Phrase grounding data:
====
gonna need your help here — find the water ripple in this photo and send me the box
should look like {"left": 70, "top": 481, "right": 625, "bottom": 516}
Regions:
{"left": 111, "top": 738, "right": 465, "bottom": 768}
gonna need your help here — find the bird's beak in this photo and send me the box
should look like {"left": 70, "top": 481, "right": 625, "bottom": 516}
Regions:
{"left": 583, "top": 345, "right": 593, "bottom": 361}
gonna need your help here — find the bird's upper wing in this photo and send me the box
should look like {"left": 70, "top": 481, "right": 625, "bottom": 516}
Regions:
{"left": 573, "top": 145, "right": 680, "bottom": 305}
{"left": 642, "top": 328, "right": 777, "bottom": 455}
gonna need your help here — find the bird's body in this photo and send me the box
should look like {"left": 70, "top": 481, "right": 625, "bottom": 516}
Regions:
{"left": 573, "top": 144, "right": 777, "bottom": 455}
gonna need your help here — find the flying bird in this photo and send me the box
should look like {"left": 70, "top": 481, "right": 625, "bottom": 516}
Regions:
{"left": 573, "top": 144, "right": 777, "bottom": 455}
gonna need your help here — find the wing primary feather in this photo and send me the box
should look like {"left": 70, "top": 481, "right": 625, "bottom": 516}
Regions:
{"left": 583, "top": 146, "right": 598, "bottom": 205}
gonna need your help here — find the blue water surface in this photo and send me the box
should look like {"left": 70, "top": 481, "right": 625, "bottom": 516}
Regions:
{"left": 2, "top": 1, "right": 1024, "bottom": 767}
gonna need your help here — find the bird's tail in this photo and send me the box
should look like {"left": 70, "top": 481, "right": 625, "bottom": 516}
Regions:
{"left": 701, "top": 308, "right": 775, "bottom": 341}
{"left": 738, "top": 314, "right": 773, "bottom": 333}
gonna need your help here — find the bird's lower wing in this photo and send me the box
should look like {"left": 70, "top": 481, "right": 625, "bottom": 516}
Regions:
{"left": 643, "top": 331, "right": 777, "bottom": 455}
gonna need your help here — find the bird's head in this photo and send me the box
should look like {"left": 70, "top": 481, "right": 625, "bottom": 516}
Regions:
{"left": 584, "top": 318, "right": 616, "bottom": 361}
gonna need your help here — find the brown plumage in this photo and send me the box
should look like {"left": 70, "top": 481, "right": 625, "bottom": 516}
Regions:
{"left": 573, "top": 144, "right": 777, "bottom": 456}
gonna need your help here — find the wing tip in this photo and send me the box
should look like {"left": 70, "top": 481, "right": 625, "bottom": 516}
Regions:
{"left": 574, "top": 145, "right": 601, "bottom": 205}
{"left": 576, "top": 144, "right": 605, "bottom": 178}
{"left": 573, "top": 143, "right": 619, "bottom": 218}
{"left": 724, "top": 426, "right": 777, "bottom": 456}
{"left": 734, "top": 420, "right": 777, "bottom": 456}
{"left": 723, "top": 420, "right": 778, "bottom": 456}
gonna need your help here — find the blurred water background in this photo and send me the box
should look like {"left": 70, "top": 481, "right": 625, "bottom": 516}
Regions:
====
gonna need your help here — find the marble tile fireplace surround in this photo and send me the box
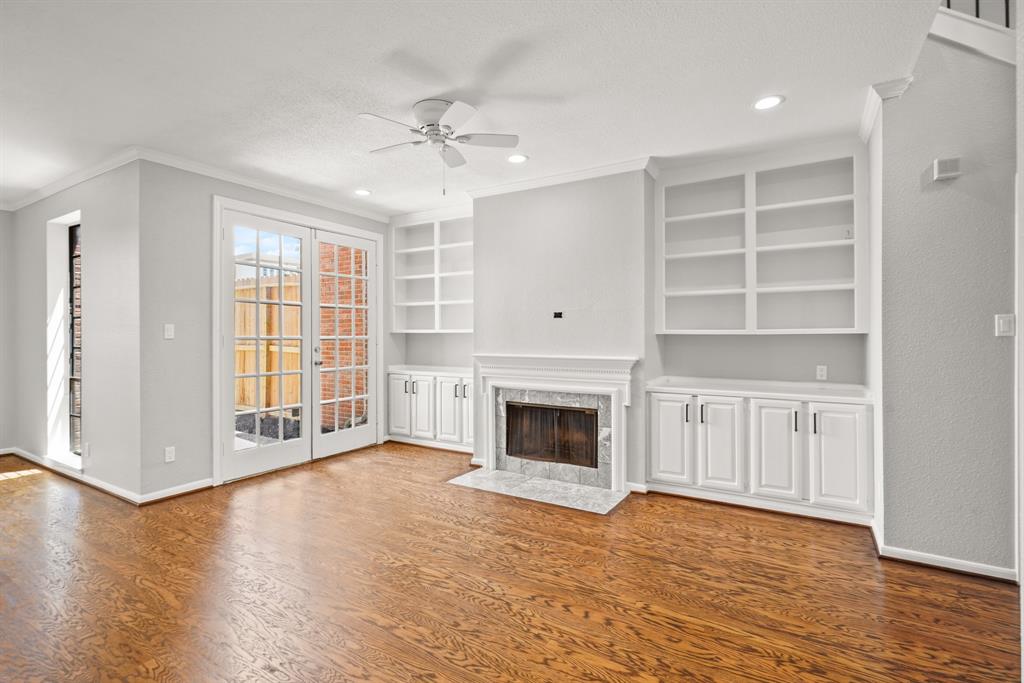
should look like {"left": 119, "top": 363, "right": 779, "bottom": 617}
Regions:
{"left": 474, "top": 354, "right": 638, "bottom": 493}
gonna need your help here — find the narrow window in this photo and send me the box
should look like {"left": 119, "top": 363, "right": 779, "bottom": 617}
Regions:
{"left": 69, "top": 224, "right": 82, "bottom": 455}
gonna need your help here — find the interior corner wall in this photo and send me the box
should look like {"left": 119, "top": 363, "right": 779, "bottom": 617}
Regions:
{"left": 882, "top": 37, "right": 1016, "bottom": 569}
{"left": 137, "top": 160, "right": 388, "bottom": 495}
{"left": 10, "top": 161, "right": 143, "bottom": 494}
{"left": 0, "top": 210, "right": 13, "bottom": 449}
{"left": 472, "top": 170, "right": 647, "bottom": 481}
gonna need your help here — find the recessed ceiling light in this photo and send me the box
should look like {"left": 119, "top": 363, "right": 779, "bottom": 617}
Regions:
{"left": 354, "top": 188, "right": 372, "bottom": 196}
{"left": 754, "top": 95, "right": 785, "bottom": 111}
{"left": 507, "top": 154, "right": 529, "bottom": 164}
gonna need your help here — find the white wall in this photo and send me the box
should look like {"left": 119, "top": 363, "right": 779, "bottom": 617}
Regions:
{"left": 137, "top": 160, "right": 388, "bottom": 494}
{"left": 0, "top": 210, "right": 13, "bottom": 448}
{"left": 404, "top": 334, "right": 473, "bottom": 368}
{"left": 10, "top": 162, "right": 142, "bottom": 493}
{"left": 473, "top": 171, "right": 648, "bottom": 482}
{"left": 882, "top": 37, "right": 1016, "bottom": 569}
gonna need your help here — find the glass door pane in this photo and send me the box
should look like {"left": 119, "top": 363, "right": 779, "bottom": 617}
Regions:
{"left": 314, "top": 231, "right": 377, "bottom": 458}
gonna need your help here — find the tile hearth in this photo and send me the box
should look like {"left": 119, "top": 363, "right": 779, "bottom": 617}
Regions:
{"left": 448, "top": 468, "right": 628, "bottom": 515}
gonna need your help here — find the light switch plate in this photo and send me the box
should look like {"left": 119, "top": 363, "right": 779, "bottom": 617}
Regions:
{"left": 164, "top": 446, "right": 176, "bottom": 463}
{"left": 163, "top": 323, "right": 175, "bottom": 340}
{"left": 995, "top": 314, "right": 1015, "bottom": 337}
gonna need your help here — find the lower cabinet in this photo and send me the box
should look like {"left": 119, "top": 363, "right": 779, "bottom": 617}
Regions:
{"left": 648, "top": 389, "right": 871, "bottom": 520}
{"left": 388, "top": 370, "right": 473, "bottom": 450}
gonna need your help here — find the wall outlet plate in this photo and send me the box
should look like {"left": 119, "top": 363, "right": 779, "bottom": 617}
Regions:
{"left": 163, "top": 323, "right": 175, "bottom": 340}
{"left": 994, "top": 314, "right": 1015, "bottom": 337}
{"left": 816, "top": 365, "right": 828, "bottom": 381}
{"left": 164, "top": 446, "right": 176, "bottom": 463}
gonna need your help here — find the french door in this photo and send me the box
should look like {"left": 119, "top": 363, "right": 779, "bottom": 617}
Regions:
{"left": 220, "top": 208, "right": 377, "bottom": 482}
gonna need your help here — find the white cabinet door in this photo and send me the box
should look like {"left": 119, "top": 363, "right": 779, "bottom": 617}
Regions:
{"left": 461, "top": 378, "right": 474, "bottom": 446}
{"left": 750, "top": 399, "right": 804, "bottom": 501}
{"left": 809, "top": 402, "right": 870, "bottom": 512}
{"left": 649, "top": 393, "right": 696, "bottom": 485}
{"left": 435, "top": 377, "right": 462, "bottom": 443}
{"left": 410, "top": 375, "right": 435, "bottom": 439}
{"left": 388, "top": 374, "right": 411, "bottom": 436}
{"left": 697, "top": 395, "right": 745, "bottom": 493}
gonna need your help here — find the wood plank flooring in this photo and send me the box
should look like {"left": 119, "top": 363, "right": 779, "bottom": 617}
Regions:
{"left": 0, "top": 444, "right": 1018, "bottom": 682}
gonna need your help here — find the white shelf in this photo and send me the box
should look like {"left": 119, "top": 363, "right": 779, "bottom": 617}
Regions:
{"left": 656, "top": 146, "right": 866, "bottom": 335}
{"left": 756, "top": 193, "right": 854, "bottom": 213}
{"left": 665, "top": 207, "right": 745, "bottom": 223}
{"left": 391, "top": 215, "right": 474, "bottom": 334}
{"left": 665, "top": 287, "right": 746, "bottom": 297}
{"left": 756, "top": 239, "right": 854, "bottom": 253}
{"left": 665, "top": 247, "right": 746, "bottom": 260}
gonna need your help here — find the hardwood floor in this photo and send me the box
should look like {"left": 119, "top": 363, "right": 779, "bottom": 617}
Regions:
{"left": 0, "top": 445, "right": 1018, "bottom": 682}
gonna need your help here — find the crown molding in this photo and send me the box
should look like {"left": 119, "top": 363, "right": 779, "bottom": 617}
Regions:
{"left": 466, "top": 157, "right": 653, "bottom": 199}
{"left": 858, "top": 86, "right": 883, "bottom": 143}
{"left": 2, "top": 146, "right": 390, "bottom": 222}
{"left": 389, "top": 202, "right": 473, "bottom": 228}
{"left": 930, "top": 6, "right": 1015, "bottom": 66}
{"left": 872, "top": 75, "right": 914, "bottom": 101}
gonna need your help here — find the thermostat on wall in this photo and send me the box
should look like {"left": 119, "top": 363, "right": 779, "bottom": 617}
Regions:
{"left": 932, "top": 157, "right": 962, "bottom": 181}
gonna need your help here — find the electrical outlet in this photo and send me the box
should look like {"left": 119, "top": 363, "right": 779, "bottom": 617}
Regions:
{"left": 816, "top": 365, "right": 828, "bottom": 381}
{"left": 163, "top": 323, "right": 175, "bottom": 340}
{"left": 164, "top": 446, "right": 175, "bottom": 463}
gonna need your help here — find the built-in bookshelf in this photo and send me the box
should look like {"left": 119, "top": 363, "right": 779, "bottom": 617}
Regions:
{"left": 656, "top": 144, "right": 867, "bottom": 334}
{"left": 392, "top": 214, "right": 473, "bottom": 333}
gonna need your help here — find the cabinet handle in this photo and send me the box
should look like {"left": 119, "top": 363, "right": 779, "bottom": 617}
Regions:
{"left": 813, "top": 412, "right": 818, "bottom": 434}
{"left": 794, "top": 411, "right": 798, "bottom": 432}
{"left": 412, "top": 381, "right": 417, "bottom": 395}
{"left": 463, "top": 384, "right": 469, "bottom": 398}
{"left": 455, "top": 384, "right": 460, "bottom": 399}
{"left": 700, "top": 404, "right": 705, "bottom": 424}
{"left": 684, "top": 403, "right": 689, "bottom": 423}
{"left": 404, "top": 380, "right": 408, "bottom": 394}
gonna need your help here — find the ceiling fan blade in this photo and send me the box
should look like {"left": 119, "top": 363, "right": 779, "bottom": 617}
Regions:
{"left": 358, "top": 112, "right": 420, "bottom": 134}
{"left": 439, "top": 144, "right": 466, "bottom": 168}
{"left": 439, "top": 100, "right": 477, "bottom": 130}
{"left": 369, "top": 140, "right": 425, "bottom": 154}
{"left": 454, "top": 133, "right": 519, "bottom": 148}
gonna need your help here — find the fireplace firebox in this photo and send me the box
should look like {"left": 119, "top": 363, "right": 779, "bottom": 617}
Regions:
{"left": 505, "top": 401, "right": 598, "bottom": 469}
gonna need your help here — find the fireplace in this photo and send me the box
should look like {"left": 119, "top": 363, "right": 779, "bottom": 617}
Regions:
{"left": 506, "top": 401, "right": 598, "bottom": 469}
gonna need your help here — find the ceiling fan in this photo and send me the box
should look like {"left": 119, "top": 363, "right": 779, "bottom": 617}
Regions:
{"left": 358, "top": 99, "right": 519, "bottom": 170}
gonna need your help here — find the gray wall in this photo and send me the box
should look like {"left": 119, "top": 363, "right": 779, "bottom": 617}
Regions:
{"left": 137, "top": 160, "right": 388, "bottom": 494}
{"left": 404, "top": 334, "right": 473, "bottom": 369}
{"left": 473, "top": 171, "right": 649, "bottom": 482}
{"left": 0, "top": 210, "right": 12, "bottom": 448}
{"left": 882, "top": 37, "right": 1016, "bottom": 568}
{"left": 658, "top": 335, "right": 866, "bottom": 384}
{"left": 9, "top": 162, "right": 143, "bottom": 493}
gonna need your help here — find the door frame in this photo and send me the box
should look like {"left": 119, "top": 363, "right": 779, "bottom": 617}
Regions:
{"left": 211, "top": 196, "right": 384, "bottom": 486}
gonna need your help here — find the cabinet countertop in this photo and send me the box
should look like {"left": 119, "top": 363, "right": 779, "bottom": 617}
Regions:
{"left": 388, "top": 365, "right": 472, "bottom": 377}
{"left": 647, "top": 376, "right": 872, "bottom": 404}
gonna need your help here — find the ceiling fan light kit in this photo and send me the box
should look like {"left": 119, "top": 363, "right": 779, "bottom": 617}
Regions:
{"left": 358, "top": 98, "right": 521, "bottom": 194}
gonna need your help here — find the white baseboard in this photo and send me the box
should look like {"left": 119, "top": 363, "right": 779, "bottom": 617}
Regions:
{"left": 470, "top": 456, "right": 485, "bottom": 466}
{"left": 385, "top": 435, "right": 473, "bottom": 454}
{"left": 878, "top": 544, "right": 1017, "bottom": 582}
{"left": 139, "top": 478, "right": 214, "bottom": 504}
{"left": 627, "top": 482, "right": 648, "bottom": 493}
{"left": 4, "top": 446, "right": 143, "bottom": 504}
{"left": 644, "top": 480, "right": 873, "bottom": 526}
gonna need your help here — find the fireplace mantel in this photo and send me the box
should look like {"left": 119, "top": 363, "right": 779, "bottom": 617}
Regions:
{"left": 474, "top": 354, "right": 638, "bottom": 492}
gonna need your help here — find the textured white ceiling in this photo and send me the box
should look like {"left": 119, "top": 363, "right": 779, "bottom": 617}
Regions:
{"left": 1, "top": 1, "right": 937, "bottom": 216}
====
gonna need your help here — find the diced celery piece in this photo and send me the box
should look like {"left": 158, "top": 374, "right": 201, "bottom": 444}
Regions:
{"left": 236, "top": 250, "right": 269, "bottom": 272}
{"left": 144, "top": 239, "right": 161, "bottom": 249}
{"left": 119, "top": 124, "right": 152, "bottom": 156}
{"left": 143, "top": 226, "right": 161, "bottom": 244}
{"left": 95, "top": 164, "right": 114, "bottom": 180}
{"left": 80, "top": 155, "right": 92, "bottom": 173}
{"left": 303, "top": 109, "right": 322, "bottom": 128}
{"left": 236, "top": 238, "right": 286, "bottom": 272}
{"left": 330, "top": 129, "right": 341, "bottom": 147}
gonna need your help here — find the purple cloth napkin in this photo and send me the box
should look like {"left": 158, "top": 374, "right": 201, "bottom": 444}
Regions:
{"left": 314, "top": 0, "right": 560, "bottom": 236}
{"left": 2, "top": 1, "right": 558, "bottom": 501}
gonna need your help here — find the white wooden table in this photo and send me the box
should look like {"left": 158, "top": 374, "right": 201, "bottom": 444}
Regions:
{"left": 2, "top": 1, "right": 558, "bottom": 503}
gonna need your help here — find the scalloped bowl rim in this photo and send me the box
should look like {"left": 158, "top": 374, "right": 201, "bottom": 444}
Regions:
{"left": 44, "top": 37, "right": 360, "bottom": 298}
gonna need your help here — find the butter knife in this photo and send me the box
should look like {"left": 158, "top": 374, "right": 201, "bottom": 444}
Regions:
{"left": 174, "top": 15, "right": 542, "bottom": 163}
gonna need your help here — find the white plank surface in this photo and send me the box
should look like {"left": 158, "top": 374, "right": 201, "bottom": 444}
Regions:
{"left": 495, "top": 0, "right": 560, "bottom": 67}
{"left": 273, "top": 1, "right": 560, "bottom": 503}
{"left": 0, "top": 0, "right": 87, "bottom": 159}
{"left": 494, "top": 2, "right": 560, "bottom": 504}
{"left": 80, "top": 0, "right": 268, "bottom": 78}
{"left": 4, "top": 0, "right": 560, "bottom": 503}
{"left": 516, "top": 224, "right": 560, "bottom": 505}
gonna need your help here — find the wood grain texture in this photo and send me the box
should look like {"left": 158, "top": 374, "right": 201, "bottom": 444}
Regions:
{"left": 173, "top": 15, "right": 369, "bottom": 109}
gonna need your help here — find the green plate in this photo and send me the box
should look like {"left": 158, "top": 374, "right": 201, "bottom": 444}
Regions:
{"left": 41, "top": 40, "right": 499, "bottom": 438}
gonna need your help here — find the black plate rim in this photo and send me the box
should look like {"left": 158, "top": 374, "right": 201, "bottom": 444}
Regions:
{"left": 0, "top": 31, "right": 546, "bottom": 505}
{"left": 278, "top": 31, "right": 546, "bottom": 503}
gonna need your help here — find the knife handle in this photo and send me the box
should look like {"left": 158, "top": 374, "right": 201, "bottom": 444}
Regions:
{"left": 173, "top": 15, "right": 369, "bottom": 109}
====
Work task
All that belongs in the answer is the run of lines above from the line containing "gonna need your help here — find the fireplace in" through the line containing "gonna need your help here — find the ceiling fan light", exactly as written.

Response
gonna need your help here — find the fireplace in this photo and send me the box
should look like {"left": 119, "top": 363, "right": 779, "bottom": 617}
Regions:
{"left": 506, "top": 401, "right": 598, "bottom": 469}
gonna need your help here — find the ceiling fan in this photo and send me the box
should look like {"left": 119, "top": 363, "right": 779, "bottom": 617}
Regions:
{"left": 358, "top": 99, "right": 519, "bottom": 170}
gonna need your help here — find the gray wall in this photo and send me the box
should look like {"left": 119, "top": 363, "right": 779, "bottom": 617}
Regions:
{"left": 137, "top": 160, "right": 388, "bottom": 494}
{"left": 404, "top": 334, "right": 473, "bottom": 369}
{"left": 473, "top": 171, "right": 649, "bottom": 482}
{"left": 0, "top": 210, "right": 12, "bottom": 448}
{"left": 882, "top": 37, "right": 1016, "bottom": 568}
{"left": 658, "top": 335, "right": 866, "bottom": 384}
{"left": 9, "top": 162, "right": 143, "bottom": 493}
gonna need your help here — find the door frame in this photo and send me the box
should look like {"left": 119, "top": 363, "right": 779, "bottom": 617}
Regions:
{"left": 211, "top": 196, "right": 384, "bottom": 486}
gonna need your help here — find the cabinet countertop in this photo and send me the box
should look like {"left": 119, "top": 363, "right": 779, "bottom": 617}
Regions:
{"left": 388, "top": 365, "right": 472, "bottom": 377}
{"left": 647, "top": 376, "right": 872, "bottom": 404}
gonna need your help here — find the ceiling fan light kit in this photo and send me the box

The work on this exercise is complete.